Exercise goal
Count how many lines of the material contain the string "bottle", then give that number and nothing more.

Input records

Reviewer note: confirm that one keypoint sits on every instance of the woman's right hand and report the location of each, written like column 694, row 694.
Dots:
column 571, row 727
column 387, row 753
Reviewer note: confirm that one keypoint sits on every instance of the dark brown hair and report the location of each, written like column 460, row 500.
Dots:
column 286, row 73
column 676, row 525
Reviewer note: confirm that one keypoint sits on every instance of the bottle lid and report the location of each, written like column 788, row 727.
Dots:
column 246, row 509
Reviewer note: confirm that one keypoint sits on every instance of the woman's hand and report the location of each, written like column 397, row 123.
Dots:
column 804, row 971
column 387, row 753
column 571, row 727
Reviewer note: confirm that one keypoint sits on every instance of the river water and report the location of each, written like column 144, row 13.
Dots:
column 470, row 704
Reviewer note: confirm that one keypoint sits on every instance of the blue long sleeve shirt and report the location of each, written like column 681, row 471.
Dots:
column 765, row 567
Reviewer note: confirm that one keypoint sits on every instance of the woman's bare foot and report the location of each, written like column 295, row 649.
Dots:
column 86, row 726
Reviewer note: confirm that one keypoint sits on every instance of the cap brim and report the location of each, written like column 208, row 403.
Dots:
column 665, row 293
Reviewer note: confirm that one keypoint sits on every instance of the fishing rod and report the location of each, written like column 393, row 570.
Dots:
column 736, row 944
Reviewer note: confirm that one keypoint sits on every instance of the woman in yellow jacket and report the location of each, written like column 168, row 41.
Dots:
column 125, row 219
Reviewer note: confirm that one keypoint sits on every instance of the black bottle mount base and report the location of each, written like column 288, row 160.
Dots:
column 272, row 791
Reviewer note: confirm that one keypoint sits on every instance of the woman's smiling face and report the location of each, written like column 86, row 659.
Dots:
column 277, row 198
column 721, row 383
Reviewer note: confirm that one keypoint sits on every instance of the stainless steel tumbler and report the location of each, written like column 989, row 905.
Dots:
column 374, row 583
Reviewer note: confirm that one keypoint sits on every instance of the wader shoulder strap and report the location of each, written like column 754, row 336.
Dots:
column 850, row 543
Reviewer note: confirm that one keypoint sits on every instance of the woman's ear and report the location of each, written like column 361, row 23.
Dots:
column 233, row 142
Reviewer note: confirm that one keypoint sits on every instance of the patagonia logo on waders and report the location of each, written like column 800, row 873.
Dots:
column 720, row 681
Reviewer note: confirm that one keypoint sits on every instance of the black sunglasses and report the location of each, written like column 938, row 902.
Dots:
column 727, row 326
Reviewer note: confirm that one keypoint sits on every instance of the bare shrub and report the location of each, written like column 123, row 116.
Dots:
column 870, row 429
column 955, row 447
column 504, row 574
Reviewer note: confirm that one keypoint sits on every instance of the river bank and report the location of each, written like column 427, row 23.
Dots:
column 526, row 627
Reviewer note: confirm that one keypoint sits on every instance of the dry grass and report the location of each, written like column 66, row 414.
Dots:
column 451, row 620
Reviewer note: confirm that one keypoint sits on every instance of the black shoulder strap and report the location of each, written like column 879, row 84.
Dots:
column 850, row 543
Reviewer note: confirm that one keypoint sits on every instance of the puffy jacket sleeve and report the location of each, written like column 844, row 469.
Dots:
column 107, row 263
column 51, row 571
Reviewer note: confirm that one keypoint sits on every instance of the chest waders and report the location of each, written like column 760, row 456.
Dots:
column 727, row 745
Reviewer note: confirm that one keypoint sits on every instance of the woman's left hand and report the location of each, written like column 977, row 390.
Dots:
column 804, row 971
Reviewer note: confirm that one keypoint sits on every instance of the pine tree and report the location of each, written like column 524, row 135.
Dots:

Output of the exercise
2